Starting at the row that contains "Place one keypoint on each instance of the halter, using" and continuing through the last row, recast each line as one string in a JSON list, leaving out blank lines.
◆ ◆ ◆ ◆
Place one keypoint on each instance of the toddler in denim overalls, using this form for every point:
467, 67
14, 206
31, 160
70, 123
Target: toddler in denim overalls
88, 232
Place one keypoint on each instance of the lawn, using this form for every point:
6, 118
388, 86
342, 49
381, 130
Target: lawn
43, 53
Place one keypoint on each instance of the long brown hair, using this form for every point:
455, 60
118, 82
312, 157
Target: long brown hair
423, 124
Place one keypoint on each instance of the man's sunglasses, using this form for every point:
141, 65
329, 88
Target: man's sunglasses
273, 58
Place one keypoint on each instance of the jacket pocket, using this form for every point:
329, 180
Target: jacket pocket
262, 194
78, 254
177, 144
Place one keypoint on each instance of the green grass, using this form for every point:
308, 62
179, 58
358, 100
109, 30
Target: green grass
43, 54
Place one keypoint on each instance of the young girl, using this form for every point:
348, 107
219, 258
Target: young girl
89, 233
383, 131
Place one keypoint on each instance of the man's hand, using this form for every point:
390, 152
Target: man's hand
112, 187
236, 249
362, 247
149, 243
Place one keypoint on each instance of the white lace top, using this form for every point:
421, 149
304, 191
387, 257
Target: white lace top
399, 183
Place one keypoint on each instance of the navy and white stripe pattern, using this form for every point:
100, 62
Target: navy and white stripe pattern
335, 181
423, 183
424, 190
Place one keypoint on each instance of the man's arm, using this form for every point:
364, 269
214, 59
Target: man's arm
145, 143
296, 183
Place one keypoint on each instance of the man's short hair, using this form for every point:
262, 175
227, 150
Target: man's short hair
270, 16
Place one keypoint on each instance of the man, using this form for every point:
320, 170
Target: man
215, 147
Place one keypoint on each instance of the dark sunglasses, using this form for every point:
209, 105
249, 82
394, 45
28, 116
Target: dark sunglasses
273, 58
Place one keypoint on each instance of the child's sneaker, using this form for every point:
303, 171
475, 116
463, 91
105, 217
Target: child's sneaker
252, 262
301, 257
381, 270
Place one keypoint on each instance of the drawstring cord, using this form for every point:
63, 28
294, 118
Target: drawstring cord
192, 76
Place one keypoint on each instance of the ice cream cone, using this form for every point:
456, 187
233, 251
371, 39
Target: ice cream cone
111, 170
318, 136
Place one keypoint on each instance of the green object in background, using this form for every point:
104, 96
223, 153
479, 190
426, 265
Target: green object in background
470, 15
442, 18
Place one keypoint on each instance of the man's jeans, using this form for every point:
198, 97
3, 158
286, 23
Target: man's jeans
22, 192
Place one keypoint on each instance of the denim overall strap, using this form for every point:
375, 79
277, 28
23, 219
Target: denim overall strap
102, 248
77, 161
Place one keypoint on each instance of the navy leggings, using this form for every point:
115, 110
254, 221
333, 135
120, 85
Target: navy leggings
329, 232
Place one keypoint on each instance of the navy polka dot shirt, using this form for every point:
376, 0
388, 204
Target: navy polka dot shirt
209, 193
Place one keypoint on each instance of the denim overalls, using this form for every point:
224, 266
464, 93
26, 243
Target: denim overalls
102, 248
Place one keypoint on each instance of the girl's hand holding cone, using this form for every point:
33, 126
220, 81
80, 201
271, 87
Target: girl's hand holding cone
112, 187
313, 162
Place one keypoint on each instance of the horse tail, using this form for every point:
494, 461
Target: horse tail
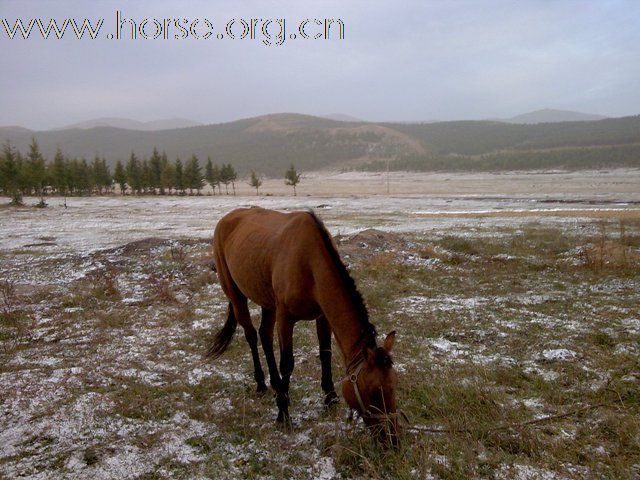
223, 338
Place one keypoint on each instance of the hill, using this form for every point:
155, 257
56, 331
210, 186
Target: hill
268, 144
549, 115
127, 123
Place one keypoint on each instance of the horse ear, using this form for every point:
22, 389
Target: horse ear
389, 340
367, 352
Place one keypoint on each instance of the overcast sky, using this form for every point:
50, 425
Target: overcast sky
409, 60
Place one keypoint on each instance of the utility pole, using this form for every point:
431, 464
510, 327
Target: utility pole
388, 176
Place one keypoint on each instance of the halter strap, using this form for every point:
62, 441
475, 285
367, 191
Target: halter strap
353, 378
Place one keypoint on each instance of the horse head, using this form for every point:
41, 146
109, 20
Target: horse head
370, 389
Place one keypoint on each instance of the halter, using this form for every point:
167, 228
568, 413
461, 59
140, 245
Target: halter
353, 378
◆ ◆ ◆ ◆
_Result_
[
  "Place one keypoint on each instance of the halter, using this form for every point:",
  "167, 228",
  "568, 413",
  "461, 59",
  "140, 245",
  "Target: halter",
  "353, 378"
]